Short task: Extract every line of the material below and reproduce each one without any change.

Object location annotation data:
○ ○ ○ ○

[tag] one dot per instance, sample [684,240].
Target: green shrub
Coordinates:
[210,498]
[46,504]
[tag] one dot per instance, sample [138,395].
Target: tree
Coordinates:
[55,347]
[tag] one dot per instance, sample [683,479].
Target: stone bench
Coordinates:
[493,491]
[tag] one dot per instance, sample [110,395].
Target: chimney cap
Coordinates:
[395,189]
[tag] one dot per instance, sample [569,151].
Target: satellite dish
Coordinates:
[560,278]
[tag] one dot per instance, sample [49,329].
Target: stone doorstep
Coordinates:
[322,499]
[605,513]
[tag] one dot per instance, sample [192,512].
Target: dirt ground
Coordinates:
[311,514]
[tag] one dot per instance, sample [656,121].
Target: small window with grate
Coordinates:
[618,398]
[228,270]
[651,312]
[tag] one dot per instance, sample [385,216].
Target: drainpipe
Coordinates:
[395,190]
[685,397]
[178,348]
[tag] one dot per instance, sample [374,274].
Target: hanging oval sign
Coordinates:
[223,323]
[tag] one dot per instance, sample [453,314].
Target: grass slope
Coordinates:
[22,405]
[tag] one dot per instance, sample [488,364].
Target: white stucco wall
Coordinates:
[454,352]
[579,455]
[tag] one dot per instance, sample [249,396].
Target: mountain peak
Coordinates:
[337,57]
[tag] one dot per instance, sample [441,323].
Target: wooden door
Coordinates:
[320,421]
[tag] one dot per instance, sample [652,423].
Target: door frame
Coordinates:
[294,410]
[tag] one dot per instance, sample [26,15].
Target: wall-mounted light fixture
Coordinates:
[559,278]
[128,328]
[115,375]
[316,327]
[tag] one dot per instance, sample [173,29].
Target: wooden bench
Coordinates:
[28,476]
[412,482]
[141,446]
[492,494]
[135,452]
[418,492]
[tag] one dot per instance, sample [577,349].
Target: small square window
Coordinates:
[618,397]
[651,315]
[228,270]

○ ○ ○ ○

Answer to the exercise:
[tag] one dot per instance, sample [684,240].
Target: green shrub
Coordinates:
[210,498]
[46,504]
[tag] one dot per instance, sample [138,395].
Target: tree
Coordinates:
[55,347]
[tag] one dot per instance, sample [683,479].
Target: stone bench
Coordinates:
[493,491]
[tag] one dot per instance, sample [110,395].
Target: chimney cap
Coordinates:
[395,189]
[tag] one dot per instance, sample [569,151].
Target: satellite dish
Coordinates:
[560,278]
[tag] one dot per instance, sample [49,329].
Target: stone doorstep
Coordinates:
[322,499]
[605,513]
[tag] one dot per instance, sample [192,512].
Target: dirt ground
Coordinates:
[311,514]
[tag] one dot per instance, sample [656,121].
Target: small window with grate
Coordinates:
[618,398]
[228,270]
[651,312]
[tag] one dot per instance, sample [385,216].
Target: drainpipe
Coordinates:
[395,190]
[685,397]
[178,348]
[tag] one dot per instance, sample [374,274].
Target: hanging oval sign
Coordinates:
[223,323]
[tag] one dot per instance, sample [453,314].
Target: grass slope
Coordinates:
[22,405]
[tag] one dot per instance, sample [488,364].
Target: white stucco wall
Coordinates:
[454,352]
[579,455]
[tag] one dot per instance, sample [249,396].
Target: mountain peak
Coordinates:
[337,57]
[tag] one dot per instance, sample [441,323].
Target: wooden door
Coordinates:
[320,421]
[tag] one dot per instance, sample [652,423].
Target: door frame
Coordinates:
[294,410]
[tag] one dot per instance, sample [26,15].
Target: wall-mounted light fixture
Coordinates:
[559,278]
[128,328]
[115,375]
[316,327]
[tag] one dot per instance, sample [173,29].
Target: wooden bench
Coordinates:
[28,476]
[412,482]
[141,446]
[492,494]
[135,452]
[418,492]
[tag] one dot per instance, sample [577,349].
Target: small square window
Coordinates:
[618,397]
[651,315]
[228,270]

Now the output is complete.